* BEGIN RECORDS SHOWN *

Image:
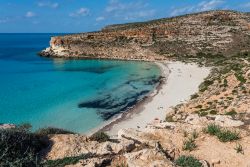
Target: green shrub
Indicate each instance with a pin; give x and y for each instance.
(51, 130)
(213, 112)
(188, 161)
(239, 148)
(240, 78)
(194, 96)
(19, 147)
(195, 134)
(203, 113)
(169, 118)
(232, 112)
(223, 135)
(100, 137)
(204, 86)
(227, 135)
(189, 144)
(212, 129)
(65, 161)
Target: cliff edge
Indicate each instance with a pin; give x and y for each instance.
(215, 32)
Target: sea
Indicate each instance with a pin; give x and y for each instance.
(77, 95)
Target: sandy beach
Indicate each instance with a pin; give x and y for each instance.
(180, 81)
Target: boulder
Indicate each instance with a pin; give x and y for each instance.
(227, 121)
(147, 157)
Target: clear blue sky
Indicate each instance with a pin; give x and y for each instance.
(90, 15)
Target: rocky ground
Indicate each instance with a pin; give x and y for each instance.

* END RECORDS SHOWN *

> [WORK TO COMPLETE] Format every line of the items above as a numbered list, skipping blank lines and leaving out the pictures.

> [EXERCISE OUTPUT]
1. Image:
2. Target: green shrub
3. Indicate each instance with a pin; give x and y for each instance.
4. (51, 130)
5. (213, 112)
6. (188, 161)
7. (239, 148)
8. (240, 78)
9. (194, 96)
10. (19, 147)
11. (195, 134)
12. (203, 113)
13. (169, 118)
14. (232, 112)
15. (223, 135)
16. (100, 137)
17. (204, 86)
18. (227, 135)
19. (189, 144)
20. (212, 129)
21. (65, 161)
22. Target: cliff edge
23. Indicate each instance with a pin; give x and y for each instance.
24. (215, 32)
25. Target: sea
26. Indicate each instance with a pin; give x and y for each instance.
27. (77, 95)
28. Target: sandy beach
29. Indicate each instance with a pin; give x and y for each instance.
30. (180, 81)
31. Target: boulder
32. Indicate each instance with a pin; give x and y for each instance.
33. (227, 121)
34. (147, 157)
35. Target: clear blue sky
36. Indicate each instance with a pin; give x and y for each instance.
37. (90, 15)
38. Target: rocky ground
39. Indicate each instance with a pin; give x and y for each instance.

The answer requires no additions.